▶ [HOW TO COMPLETE THIS TASK] Copy the data exactly. Images are the one exception.

▶ [DATASET EXCERPTS]
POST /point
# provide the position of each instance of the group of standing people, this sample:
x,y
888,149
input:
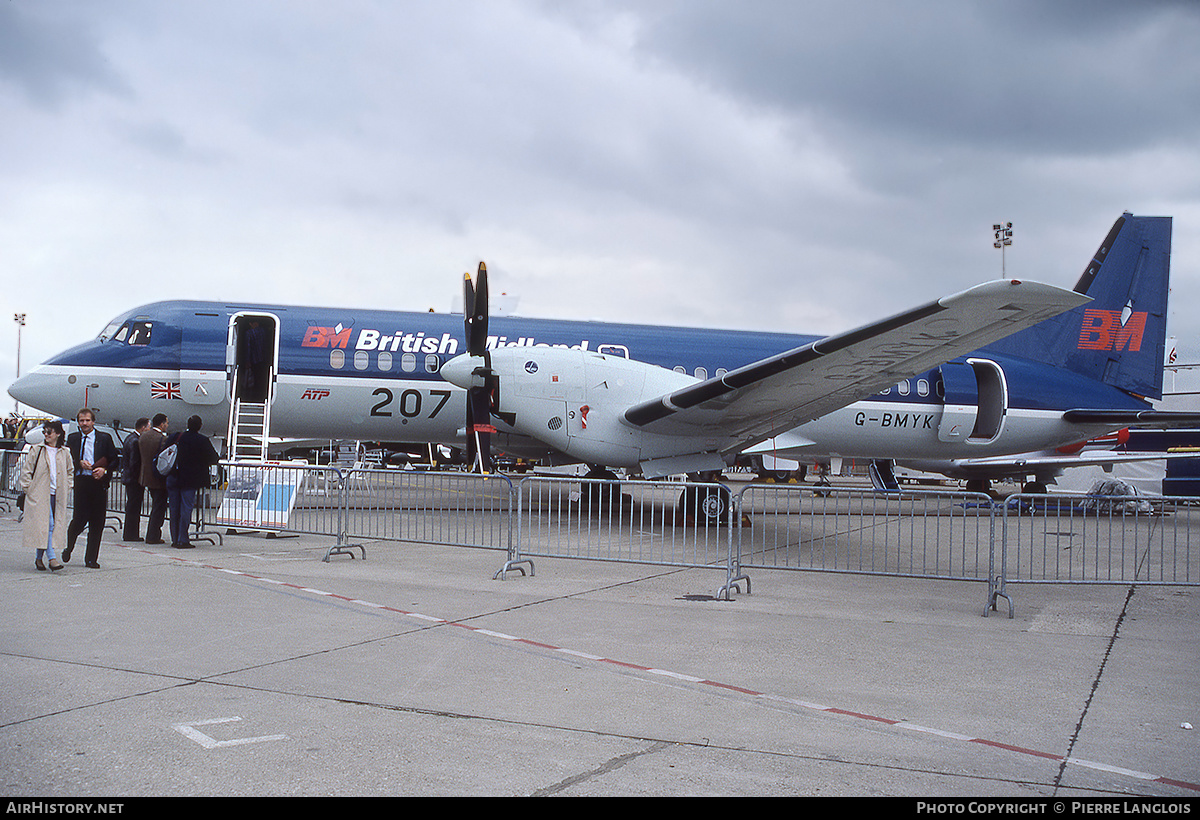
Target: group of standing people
x,y
83,465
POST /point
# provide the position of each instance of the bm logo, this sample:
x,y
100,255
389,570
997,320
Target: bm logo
x,y
1105,330
336,336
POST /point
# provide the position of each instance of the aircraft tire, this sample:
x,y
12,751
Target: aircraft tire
x,y
706,506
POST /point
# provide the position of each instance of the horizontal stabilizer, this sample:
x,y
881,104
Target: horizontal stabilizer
x,y
767,397
1133,418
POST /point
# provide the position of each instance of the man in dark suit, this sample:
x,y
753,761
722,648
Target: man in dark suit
x,y
150,443
95,455
131,477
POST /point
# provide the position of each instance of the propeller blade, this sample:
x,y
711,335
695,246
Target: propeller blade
x,y
475,310
479,397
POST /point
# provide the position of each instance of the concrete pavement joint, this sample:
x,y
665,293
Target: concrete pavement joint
x,y
1065,759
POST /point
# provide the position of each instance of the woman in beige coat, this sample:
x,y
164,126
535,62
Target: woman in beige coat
x,y
46,479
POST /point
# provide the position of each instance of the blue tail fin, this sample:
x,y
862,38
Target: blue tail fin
x,y
1120,337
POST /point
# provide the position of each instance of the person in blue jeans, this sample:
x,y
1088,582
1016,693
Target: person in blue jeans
x,y
195,455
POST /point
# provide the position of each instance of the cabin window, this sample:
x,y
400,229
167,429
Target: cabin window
x,y
136,331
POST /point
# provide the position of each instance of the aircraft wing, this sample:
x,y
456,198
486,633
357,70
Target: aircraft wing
x,y
754,402
1036,464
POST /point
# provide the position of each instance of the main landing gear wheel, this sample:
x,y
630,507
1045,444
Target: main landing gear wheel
x,y
706,506
979,485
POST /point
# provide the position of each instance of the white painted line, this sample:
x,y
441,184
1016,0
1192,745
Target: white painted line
x,y
939,732
1111,770
676,675
190,731
497,634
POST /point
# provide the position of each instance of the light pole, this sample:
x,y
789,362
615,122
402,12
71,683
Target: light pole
x,y
19,318
1003,239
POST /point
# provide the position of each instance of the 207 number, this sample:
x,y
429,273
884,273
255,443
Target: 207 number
x,y
409,403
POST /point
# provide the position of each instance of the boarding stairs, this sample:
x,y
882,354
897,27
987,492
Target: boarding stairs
x,y
249,425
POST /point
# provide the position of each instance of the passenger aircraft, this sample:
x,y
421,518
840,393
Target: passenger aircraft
x,y
1002,367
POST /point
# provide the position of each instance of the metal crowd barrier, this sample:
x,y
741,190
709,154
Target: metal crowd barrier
x,y
921,533
913,533
1101,539
651,522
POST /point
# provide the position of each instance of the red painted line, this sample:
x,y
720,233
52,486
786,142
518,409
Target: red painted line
x,y
1019,749
1181,784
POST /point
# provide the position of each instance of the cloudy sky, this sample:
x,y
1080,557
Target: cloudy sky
x,y
786,165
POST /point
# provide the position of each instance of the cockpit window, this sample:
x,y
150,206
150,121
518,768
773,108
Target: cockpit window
x,y
135,331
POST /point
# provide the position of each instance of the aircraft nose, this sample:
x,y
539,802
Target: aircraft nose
x,y
34,389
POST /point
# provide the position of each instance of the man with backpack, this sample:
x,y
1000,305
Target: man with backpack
x,y
195,455
149,444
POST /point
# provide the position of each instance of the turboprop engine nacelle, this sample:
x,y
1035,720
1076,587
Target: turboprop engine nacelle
x,y
575,400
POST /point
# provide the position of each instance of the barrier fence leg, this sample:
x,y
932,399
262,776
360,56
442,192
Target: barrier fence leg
x,y
514,551
997,584
733,573
343,515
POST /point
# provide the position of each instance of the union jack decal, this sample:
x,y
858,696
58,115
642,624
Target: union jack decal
x,y
165,390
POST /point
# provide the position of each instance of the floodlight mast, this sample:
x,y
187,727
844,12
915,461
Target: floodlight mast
x,y
1003,232
19,318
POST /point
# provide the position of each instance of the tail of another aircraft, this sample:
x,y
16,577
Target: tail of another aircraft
x,y
1120,337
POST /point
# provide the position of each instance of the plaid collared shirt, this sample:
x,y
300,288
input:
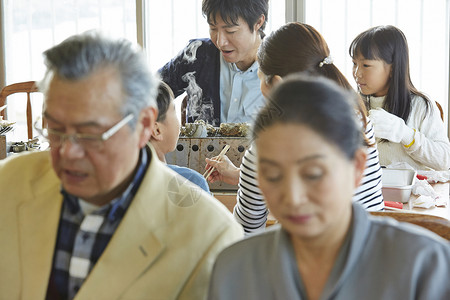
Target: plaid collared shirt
x,y
83,238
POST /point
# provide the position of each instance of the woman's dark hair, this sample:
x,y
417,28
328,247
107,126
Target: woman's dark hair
x,y
165,96
318,103
298,47
231,10
389,44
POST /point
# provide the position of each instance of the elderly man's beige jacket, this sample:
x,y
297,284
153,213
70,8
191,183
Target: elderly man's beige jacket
x,y
164,247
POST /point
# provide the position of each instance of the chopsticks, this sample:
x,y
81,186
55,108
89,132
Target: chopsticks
x,y
219,158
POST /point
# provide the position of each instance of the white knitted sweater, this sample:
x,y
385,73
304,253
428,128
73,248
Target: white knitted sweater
x,y
431,148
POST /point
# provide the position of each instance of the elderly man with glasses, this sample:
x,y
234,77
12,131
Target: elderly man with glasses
x,y
98,216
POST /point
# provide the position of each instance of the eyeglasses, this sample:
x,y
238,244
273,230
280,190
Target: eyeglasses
x,y
87,141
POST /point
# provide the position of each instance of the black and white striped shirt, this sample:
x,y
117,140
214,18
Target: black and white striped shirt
x,y
251,211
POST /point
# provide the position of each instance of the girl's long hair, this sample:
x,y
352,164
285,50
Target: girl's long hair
x,y
388,43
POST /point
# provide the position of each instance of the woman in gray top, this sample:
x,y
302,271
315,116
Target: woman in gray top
x,y
326,246
296,47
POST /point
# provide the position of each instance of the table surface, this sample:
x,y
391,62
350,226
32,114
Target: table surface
x,y
442,189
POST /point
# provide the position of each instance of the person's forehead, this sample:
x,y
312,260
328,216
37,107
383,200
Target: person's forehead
x,y
99,93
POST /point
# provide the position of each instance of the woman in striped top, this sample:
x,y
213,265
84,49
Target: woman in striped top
x,y
295,47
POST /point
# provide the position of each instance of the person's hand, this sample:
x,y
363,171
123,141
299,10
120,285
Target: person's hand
x,y
390,127
224,171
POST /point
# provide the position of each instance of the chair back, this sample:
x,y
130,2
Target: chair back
x,y
438,225
27,87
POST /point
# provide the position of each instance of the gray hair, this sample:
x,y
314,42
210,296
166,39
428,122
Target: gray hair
x,y
81,55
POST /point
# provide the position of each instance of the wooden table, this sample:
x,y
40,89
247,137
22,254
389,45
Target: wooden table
x,y
228,198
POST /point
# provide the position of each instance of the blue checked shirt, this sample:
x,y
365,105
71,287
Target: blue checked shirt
x,y
83,238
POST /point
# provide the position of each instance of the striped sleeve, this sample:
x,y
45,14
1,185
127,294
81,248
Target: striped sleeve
x,y
368,193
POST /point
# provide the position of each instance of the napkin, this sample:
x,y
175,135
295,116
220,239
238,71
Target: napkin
x,y
423,202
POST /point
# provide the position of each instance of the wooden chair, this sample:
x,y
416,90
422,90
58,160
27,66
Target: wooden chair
x,y
438,225
27,87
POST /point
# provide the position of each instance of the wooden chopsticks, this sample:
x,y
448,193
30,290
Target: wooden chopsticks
x,y
219,158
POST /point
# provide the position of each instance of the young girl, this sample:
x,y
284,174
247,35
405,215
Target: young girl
x,y
296,47
407,124
326,246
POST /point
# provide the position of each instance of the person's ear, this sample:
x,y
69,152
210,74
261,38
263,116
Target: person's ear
x,y
260,22
360,165
147,121
157,132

▶ [WRITTEN RESPONSE]
POST /point
# provide the position of each instance of the group of standing people, this sample:
x,y
888,149
input:
Target: group of standing people
x,y
83,465
POST /point
# provide the position of each instance of the bm logo, this sample:
x,y
100,255
389,570
997,320
Target: bm logo
x,y
1105,330
336,336
POST /point
# provide the position of each instance of the aircraft tire, this sample:
x,y
12,751
Target: aircraft tire
x,y
706,506
POST /point
# provide the position of each instance of the horizontal stabilizer, this sample:
x,y
881,104
Target: horizontal stabilizer
x,y
767,397
1133,418
POST /point
# provide the position of each instance of the man in dark suit, this sample:
x,y
753,761
722,648
Target: man in dark suit
x,y
150,443
95,455
131,477
POST /point
# provide the position of each instance of the propeller blade, this sample:
x,y
711,335
695,246
Target: propeller blade
x,y
475,310
479,397
POST /point
# provide the position of each instance of the concrete pavement joint, this sample:
x,y
665,293
Target: concrete pavement joint
x,y
1065,759
POST /point
# provide the position of each instance of the woman in beige coat, this sample:
x,y
164,126
535,62
Target: woman in beige coat
x,y
46,479
POST /point
# provide the position of each instance of the blue tail fin, this sample:
x,y
862,38
Target: blue tail fin
x,y
1120,337
POST /point
# provide the position of each instance of the person in blue jeans, this sample:
x,y
1088,582
1016,693
Target: person in blue jeans
x,y
195,455
POST /point
# provide the position of each instance of the cabin window, this sample:
x,y
400,229
167,429
Target: cabin window
x,y
136,331
POST /point
# provide the position of each instance of the aircraft wing, this sample:
x,y
456,198
486,633
357,70
Target: aircraft wing
x,y
754,402
1036,464
POST /point
# provide the position of each instance of the main landing gear wheel, this sample:
x,y
630,507
1045,444
Target: main landing gear wheel
x,y
706,506
979,485
POST /point
# provide the position of each instance of the white painted line, this sample:
x,y
441,184
1016,0
1192,745
Target: white painted line
x,y
939,732
1111,770
676,675
190,731
497,634
POST /point
# provide the position of each instance of the light pole, this sample:
x,y
789,362
615,122
402,12
71,683
Target: light pole
x,y
19,318
1003,239
POST /point
# provide the position of each instance of the 207 number, this sample:
x,y
429,273
884,273
255,443
Target: 207 number
x,y
409,403
POST /point
# provide the position of each instance of the boarding stairs, this sample:
x,y
882,354
897,27
987,492
Target: boarding stairs
x,y
249,425
POST /point
# provide the position of each instance of the passenger aircraft, this sample:
x,y
421,518
840,393
Target: passenger aircraft
x,y
1002,367
POST /point
# provide the position of each instance of the metal crowd barrier, this sample:
x,y
741,190
709,154
Target: metal crowd barrier
x,y
921,533
913,533
1101,539
651,522
POST /point
# provide the position of each instance of the red painted line, this sample:
x,y
720,233
52,486
786,142
518,409
Target: red painted line
x,y
1019,749
1181,784
POST /point
# provide the position of each instance of the cloudy sky, this sample:
x,y
1080,557
Target: cloudy sky
x,y
786,165
POST /point
# provide the position of each instance of the cockpit window, this sample:
x,y
150,206
150,121
518,768
773,108
Target: cockpit window
x,y
135,331
POST /point
# provide the position of each instance of the aircraft nose, this sample:
x,y
539,802
Target: aircraft nose
x,y
34,389
POST /point
# provide the position of each instance of the man with backpack, this sample:
x,y
1000,305
Target: man with backpack
x,y
195,455
149,444
POST /point
# provide the position of each instance of the turboprop engine nacelle, this sample:
x,y
1035,720
1076,587
Target: turboprop engine nacelle
x,y
575,400
POST /point
# provide the position of each instance of the barrier fence leg, this sample:
x,y
932,399
262,776
360,56
442,192
Target: barrier fence leg
x,y
514,551
997,584
733,573
343,515
POST /point
# provide the position of each instance of the union jack decal, this sample:
x,y
858,696
58,115
642,624
Target: union jack decal
x,y
165,390
POST /point
# provide the position of each instance of the floodlight mast, this sample:
x,y
187,727
844,12
915,461
Target: floodlight mast
x,y
1003,232
19,318
POST /point
# provide the position of each instance of the tail of another aircraft, this sample:
x,y
16,577
Target: tail of another aircraft
x,y
1120,337
POST /point
# provide the position of each instance of the plaid collared shirt, this sample:
x,y
300,288
input:
Target: plaid collared shirt
x,y
83,238
POST /point
# provide the position of each instance of the woman's dark hair, this sample:
x,y
417,28
328,247
107,126
Target: woman's dark hair
x,y
165,96
318,103
298,47
231,10
389,44
POST /point
# provide the position of each instance of the elderly man's beige jacket, this sample:
x,y
297,284
153,213
70,8
191,183
Target: elderly man's beige jacket
x,y
164,247
POST /point
# provide the position of each instance of the chopsticks, this sample:
x,y
81,186
55,108
89,132
Target: chopsticks
x,y
219,158
POST /point
# provide the position of each instance of the white knitted sweater, this sample:
x,y
385,73
304,253
428,128
73,248
Target: white knitted sweater
x,y
431,148
POST /point
# provide the position of each instance of the elderly man with glasses, this sample:
x,y
234,77
12,131
Target: elderly man with glasses
x,y
98,216
POST /point
# provide the position of each instance of the eyeglasses, this sample:
x,y
238,244
273,230
280,190
Target: eyeglasses
x,y
87,141
POST /point
# provide the position of each instance of the black and white striped shirt, this sample:
x,y
117,140
214,18
Target: black and white striped shirt
x,y
251,211
POST /point
# provide the position of each instance of the girl's long hair, this sample:
x,y
352,164
285,50
Target: girl's long hair
x,y
388,43
POST /point
# provide the position of each instance of the woman in gray top, this sample:
x,y
302,271
315,116
Target: woman in gray top
x,y
326,246
296,47
POST /point
# provide the position of each instance of the table surface, this sample:
x,y
391,62
350,226
32,114
Target: table surface
x,y
442,189
POST /point
# provide the position of each instance of the person's forehead, this sample:
x,y
312,260
328,216
37,107
383,200
Target: person's forehead
x,y
99,93
POST /point
# provide the position of each instance of the woman in striped top, this sample:
x,y
213,265
84,49
Target: woman in striped top
x,y
295,47
POST /point
# provide the position of each instance of the person's hand, this sample:
x,y
363,171
123,141
299,10
120,285
Target: person's hand
x,y
390,127
224,171
POST /point
# provide the position of each instance of the chair back, this sample:
x,y
130,2
Target: chair back
x,y
438,225
27,87
POST /point
# provide the position of each instance of the gray hair, this sample:
x,y
314,42
210,296
166,39
428,122
Target: gray hair
x,y
81,55
POST /point
# provide the position of each instance of the wooden table, this sample:
x,y
40,89
247,137
22,254
389,45
Target: wooden table
x,y
228,198
POST /point
# provide the position of each instance of the blue checked shirt, this sample:
x,y
365,105
71,287
Target: blue checked shirt
x,y
83,238
POST /point
# provide the position of each instance of the striped sleeve, this sample:
x,y
45,14
1,185
127,294
81,248
Target: striped sleeve
x,y
368,193
POST /point
# provide the position of each instance of the napkin, this sample:
x,y
175,135
295,116
220,239
238,71
Target: napkin
x,y
423,202
POST /point
# provide the position of each instance of the wooden chair, this sample:
x,y
416,90
422,90
58,160
27,66
Target: wooden chair
x,y
438,225
27,87
POST /point
# provide the position of each instance of the wooden chopsticks, this sample:
x,y
448,193
30,290
Target: wooden chopsticks
x,y
219,158
POST /point
# provide the position of each instance of the young girl, this sample:
x,y
284,174
247,35
405,215
Target: young girl
x,y
296,47
407,124
326,246
POST /point
# provide the position of each instance of the person's ear, this sample:
x,y
69,152
210,74
261,38
263,116
Target: person's ear
x,y
260,22
360,165
147,121
157,132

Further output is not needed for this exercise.